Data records
____

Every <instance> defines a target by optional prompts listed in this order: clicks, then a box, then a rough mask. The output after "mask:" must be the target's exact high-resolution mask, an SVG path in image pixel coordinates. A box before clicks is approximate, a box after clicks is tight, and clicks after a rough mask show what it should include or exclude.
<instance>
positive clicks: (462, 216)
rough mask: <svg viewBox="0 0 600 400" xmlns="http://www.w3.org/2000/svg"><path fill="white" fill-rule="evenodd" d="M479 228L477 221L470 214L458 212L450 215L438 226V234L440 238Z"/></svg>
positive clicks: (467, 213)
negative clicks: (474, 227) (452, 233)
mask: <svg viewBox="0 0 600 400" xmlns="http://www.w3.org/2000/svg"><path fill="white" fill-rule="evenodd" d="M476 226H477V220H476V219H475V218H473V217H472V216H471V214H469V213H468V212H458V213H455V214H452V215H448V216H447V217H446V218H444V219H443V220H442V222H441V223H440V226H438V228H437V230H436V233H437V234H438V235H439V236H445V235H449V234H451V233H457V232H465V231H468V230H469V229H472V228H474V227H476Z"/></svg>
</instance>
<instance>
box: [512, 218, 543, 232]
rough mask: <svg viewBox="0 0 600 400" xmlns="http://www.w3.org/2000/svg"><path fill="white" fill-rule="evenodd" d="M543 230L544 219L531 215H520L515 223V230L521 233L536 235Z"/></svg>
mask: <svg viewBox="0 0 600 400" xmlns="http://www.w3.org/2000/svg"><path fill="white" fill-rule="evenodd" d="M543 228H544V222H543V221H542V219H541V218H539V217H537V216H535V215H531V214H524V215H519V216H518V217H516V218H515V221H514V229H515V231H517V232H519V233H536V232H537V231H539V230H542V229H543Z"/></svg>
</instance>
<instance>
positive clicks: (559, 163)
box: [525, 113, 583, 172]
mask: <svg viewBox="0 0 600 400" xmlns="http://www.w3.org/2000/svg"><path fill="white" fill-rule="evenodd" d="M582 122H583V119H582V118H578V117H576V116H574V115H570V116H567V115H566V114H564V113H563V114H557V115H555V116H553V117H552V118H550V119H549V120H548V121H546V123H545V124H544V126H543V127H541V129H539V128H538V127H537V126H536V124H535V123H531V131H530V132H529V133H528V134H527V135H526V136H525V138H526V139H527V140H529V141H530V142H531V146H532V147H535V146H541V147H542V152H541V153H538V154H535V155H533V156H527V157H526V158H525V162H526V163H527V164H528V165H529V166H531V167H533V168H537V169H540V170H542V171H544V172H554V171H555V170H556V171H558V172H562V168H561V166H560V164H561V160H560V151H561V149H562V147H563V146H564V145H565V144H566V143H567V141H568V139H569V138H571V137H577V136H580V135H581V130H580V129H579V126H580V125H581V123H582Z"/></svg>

____

• **The problem**:
How many lines of the listing above contain the string "positive"? Reply with the number alone.

• **Response area**:
3